■ Input data ■

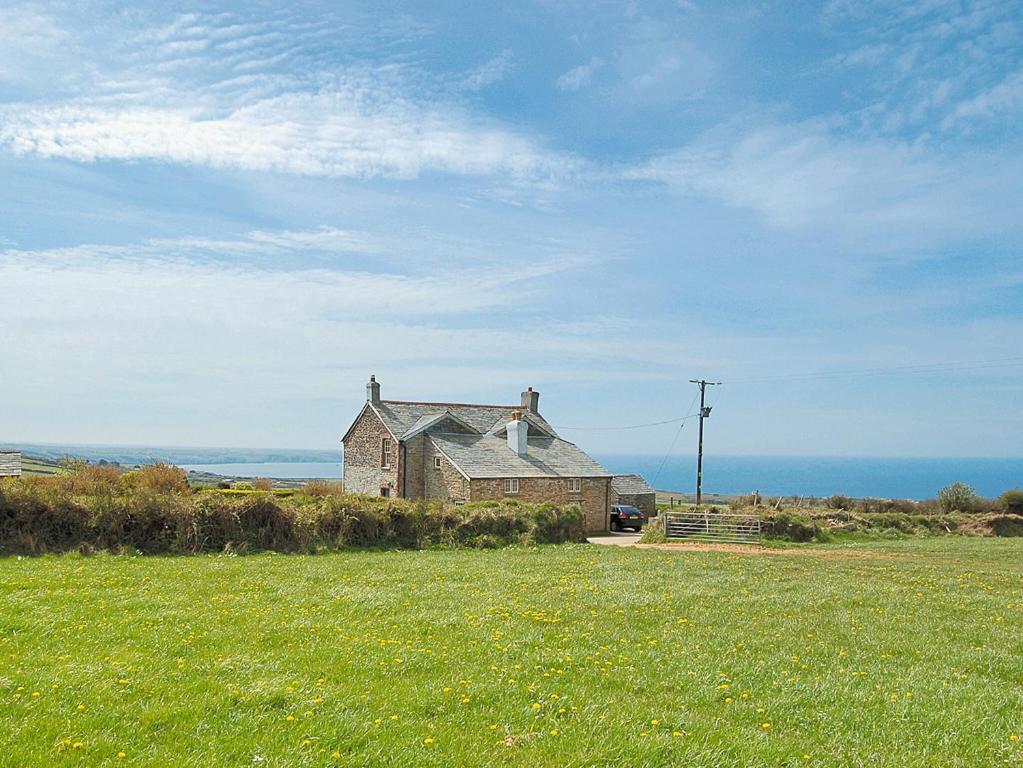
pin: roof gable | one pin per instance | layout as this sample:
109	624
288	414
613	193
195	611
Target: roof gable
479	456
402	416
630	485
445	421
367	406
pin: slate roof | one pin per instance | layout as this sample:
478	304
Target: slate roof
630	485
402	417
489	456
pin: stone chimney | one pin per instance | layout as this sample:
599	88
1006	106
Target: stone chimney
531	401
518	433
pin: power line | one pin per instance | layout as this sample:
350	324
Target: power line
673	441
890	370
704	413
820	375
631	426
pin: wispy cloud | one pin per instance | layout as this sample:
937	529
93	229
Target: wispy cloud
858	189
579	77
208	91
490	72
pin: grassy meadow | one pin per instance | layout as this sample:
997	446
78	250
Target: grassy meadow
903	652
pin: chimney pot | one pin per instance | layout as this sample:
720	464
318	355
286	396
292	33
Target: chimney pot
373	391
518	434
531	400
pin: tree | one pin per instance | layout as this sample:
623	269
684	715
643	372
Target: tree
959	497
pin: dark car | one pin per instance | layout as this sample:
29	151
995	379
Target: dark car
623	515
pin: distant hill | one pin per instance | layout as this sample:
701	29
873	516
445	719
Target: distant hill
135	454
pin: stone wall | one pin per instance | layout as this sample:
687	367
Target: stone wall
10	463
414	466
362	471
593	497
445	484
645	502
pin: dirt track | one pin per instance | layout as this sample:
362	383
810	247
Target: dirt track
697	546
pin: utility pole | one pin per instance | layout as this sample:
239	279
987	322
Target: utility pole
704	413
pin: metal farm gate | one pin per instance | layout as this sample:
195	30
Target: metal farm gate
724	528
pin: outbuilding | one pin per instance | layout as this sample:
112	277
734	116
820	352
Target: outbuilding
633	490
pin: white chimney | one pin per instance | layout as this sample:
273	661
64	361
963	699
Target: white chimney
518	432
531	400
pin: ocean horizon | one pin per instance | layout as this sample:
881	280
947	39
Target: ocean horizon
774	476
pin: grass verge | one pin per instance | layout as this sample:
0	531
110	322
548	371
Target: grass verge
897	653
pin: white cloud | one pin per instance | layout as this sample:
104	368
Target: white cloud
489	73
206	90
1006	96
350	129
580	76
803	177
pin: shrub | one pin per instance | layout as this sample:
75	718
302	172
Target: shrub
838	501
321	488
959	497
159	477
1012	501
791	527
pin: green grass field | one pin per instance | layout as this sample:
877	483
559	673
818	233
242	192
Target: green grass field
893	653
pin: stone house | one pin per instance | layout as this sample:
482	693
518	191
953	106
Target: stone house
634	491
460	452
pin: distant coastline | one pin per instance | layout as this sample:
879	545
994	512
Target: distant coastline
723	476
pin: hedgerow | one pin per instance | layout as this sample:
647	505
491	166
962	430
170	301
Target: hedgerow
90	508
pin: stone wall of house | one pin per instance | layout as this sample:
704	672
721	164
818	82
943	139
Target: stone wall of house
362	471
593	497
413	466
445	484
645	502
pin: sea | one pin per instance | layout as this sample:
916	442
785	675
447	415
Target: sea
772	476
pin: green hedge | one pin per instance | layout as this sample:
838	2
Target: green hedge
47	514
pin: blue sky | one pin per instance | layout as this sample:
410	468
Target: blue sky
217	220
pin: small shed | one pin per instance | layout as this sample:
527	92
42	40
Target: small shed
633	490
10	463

■ Written request ■
Nothing in the entries above should change when they are printed again, except that the pictures are dropped.

■ Problem solution ■
pin: roof gable | one pin per instance | layout as this sample:
109	624
288	414
613	193
195	611
Target: roof gable
479	456
402	416
630	485
445	421
367	406
pin: slate roof | one pin per instance | layout as this sample:
478	304
Target: slate roof
630	485
402	417
489	456
pin: stone chimney | one pin per instance | layout as this sample:
599	88
1006	106
Target: stone chimney
531	401
518	433
pin: power line | one pin per instance | layout as this sample:
350	324
Target: power line
673	441
890	370
704	413
820	375
631	426
pin: wispy cloud | one pin per instance | layout as this sample:
937	529
93	229
Target: wispy cloud
858	189
579	77
208	91
490	72
pin: grassy meadow | one pin per instance | layout as this sample:
997	446
78	250
Target: grassy meadow
903	652
pin: chimney pot | one pin per instance | layout as this sample:
720	464
318	355
286	396
292	33
Target: chimney pot
373	391
518	434
531	400
pin: tree | one pin per instance | layout as this sample:
623	269
684	715
643	372
Target: tree
959	497
pin: dark car | one pin per instance | layout as this sample:
29	151
995	379
Target: dark car
623	515
pin: distant hill | one pin per instance | layout as this sample:
701	29
873	516
445	719
Target: distant hill
135	454
pin: stone wall | one pin per instance | layout as this sample:
687	367
Target: stone wall
10	463
414	466
362	471
593	497
445	484
645	502
pin: dirt track | one pin per instance | layout as this sample:
362	383
810	247
Target: dirt track
697	546
pin: utility pole | one pin per instance | layout as this sample:
239	279
987	322
Target: utility pole
704	413
pin: metal farm gate | one pin per instance | layout as this sample:
195	30
Target: metal farm gate
724	528
pin: outbuilding | one pin per instance | layout as this sample:
112	277
734	116
820	352
Target: outbuilding
633	490
pin: white chimney | one pin per instance | layout as this sample:
273	661
64	361
963	699
Target: white chimney
518	432
531	400
pin: ocean horizon | one pin per instance | layout as this sample:
881	280
947	39
Target: ocean horizon
774	476
pin: grass verge | one pin per instance | layout as this sample:
0	531
110	322
548	371
Target: grass verge
897	653
pin: white cloud | one pin per instance | layout as this sample:
104	368
Target: white cloud
489	73
206	90
1006	96
350	129
580	76
803	177
pin: shrub | one pin per instance | layout as this sample:
75	718
302	172
Target: shrub
838	501
321	488
959	497
159	477
1012	501
791	527
pin: green grass field | one pin per instance | layout as this sample:
877	483
559	673
818	233
242	192
Target: green grass field
893	653
pin: stone house | one pin per instance | layout as this sample:
482	693
518	191
953	106
Target: stone house
634	491
460	452
pin: distant coastline | one pin per instance | layout as this sample:
879	545
994	512
Target: distant coastline
723	476
pin: hedgerow | one pin per instance | layout as this sample:
647	505
491	166
962	430
170	301
Target: hedgerow
90	508
pin: stone wall of house | one pin per instance | layout as this sample:
704	672
721	164
818	82
943	139
Target: stone wall of house
362	471
593	497
413	466
445	484
645	502
pin: sea | one pin per instance | layout as this sample:
916	442
785	675
447	415
Target: sea
772	476
pin: green hedge | one pin per instance | layout as this sample:
838	2
Target: green hedge
47	514
pin: blue sky | one pin per instance | layout as this sample:
410	468
Target: blue sky
217	220
pin: small shed | one pin per instance | layout as this sample:
527	92
42	40
Target: small shed
633	490
10	463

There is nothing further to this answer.